Your task: Give back all the data below exactly as it is shown.

── Entries shown

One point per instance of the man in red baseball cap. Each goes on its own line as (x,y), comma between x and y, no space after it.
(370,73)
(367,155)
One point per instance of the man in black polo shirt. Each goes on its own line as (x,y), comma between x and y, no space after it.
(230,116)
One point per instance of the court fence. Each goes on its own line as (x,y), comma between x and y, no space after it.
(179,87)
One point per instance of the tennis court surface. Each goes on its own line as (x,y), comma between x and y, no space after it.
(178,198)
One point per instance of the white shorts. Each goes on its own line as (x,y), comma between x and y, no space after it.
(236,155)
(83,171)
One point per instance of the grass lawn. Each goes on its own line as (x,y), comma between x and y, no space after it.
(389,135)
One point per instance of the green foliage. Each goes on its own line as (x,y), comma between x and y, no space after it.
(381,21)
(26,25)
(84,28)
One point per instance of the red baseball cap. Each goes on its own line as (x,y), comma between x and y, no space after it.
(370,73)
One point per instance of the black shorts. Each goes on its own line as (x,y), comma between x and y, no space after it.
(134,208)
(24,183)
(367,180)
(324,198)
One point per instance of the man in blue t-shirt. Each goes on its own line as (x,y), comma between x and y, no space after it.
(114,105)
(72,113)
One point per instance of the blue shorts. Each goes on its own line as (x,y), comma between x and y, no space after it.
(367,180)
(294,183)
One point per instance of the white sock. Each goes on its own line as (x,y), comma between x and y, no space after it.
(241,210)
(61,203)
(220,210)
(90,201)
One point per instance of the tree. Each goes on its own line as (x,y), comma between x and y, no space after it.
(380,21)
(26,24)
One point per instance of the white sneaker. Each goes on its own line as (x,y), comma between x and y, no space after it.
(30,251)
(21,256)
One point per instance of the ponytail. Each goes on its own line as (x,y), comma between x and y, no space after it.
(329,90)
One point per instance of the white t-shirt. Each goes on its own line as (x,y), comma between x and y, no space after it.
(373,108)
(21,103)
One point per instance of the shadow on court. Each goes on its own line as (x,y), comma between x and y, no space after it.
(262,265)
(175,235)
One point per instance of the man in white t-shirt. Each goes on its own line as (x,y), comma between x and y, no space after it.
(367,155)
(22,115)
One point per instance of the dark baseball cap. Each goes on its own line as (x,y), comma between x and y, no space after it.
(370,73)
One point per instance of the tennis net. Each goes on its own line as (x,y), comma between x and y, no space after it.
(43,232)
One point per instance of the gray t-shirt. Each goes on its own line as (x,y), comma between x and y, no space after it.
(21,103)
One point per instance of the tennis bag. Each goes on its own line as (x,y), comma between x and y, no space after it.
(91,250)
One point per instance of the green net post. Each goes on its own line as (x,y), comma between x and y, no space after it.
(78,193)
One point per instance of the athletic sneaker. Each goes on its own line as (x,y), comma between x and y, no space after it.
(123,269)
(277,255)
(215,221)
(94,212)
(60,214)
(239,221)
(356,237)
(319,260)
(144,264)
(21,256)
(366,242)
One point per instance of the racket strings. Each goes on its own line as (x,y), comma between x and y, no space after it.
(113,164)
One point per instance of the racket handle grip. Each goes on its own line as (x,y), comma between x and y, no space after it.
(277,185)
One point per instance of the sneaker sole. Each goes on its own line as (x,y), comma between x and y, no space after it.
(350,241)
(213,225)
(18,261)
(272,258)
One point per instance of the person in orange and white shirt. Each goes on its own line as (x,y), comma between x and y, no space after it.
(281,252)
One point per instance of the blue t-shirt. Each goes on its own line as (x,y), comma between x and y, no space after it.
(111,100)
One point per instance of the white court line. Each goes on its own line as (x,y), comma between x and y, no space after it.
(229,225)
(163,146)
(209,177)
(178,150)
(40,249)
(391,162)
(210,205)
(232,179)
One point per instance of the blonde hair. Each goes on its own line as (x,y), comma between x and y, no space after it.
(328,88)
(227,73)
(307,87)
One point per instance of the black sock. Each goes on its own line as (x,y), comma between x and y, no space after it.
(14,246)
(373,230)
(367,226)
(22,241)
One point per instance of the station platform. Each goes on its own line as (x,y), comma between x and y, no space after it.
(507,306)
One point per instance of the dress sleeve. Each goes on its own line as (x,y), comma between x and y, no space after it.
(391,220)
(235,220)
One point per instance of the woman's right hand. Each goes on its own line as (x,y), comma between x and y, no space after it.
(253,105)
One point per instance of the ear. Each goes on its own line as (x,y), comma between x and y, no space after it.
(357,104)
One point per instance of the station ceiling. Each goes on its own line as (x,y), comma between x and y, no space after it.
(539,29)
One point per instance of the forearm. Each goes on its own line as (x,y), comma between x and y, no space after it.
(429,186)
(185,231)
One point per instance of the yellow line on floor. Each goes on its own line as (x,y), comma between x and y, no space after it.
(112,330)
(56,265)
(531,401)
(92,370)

────

Answer to this problem:
One point per instance of the man in red baseball cap. Each goes on its own line as (x,y), comma between x and y, no space after it.
(370,73)
(367,155)
One point per instance of the man in black polo shirt. Each goes on its own line as (x,y), comma between x and y, no space after it.
(230,116)
One point per instance of the court fence. Each goes on its own line as (x,y), comma between x and y, no space after it.
(179,87)
One point per instance of the tennis court surface. Each goes on its own line as (x,y), comma between x and y, no space after it.
(178,198)
One point per instance of the white shorts. Each goes on its own line as (x,y), comma between x and y, no space after it.
(236,155)
(83,171)
One point per instance of the grass lawn. Each goes on its own line as (x,y), comma between x and y, no space after it.
(389,135)
One point per instance of the green foliage. Each goes on its own line as (x,y), comma between x and y, no space after it.
(381,21)
(26,25)
(84,28)
One point per instance of the red baseball cap. Each goes on its own line as (x,y), comma between x and y, no space after it.
(370,73)
One point per instance of the black shorts. Each goes on its own line as (x,y), comma between x and y, no space after it.
(134,208)
(24,183)
(367,180)
(324,198)
One point per instance of the man in blue t-shirt. Each goes on its own line as (x,y), comma between x and y, no space after it.
(114,105)
(72,113)
One point per instance of the blue shorts. Each goes on its own line as (x,y), comma between x and y, no space after it.
(367,180)
(294,183)
One point per instance of the white sock. Each goes on its own line as (x,y), comma between x and y, no space after it.
(241,210)
(61,203)
(220,210)
(90,201)
One point per instance of the tree. Each goes on its own line as (x,y), comma between x and y, no space after it.
(380,21)
(26,24)
One point per instance of the white sneaker. Each goes on its own line as (x,y), comma between x and y, no space after it.
(30,251)
(21,256)
One point per instance of the ponytail. Each goes on its own line as (x,y), comma between x and y, no space after it.
(329,90)
One point per instance of the white t-shirt. Each goes on its own line as (x,y), comma between x and y, no space after it.
(373,108)
(21,103)
One point per instance of the shadow on court. Each goes on its own line as (x,y), comma between x and y, no space after it.
(262,265)
(175,235)
One point per instance of the man in white t-shirt. Each goes on its own line as (x,y), comma between x and y, no space after it.
(367,155)
(22,115)
One point per instance of the dark baseball cap. Each goes on its own line as (x,y), comma between x and y, no space after it.
(370,73)
One point per instance of the tennis net. Each goes on its own line as (x,y), comma between x and y, no space after it.
(43,232)
One point per instance of the gray t-shirt. Each goes on its own line as (x,y), comma between x and y, no space after it.
(21,103)
One point per instance of the tennis bag. Each goes on its own line as (x,y), comma between x and y, no space after it.
(91,250)
One point per instance of the green net post. Each goes on its own line as (x,y), comma between x and y, no space after it.
(78,193)
One point per instance of the athletic sneaker. Each goes on its own line as (x,y), comma between x and y, no space after it.
(123,269)
(277,255)
(215,221)
(94,212)
(60,214)
(239,221)
(356,237)
(319,260)
(144,264)
(21,256)
(366,242)
One point per instance of the racket strings. Each goes on its own line as (x,y), comma between x and y, no space after it.
(113,164)
One point per instance of the racket handle grip. Each goes on its own line as (x,y), comma between x and y, no space after it.
(277,185)
One point per instance of the sneaker sole. Each goes on its own line as (x,y), comma between x and y, no space after it.
(350,241)
(213,225)
(18,261)
(272,258)
One point per instance of the person in orange and white shirt. Each goes on its own line as (x,y), comma between x and y, no space after it.
(281,252)
One point per instance of the blue t-shirt. Each goes on its own line as (x,y), comma between x and y, no space after it.
(111,100)
One point per instance of the white court line. Each goes on its own line as (x,y), comma between x and y, no space after it.
(229,225)
(163,146)
(209,177)
(178,150)
(40,249)
(391,162)
(210,205)
(232,179)
One point per instance of the blonde hair. Each goes on its own line as (x,y), comma between x and y, no space after it.
(328,88)
(227,73)
(307,87)
One point per instance of the black sock. Each goes on its own line as (x,y), comma between x and y, no space after it.
(14,246)
(373,230)
(367,226)
(22,241)
One point per instance of the station platform. Each goes on its own line as (x,y), comma between x and y, no space after it.
(507,306)
One point per instance of the dress sleeve. Each goes on its own line as (x,y), comma between x and y, no space after it.
(391,220)
(235,220)
One point per instance of the woman's right hand. Each goes on its own line as (x,y), comma between x and y, no space after it.
(253,105)
One point per instance of the ear. Each goes on its own line as (x,y), comma between x and y, no space after it.
(357,104)
One point per instance of the station ceiling. Each goes on its own line as (x,y), comma between x and y, no space after it.
(539,29)
One point per instance of the forearm. Each goes on its own line as (x,y), comma between x and y, no space after it.
(429,186)
(185,231)
One point per instance of the yellow line on floor. Each goes on its own line as (x,y), comma between x and y, no space after it.
(112,330)
(56,265)
(531,401)
(92,370)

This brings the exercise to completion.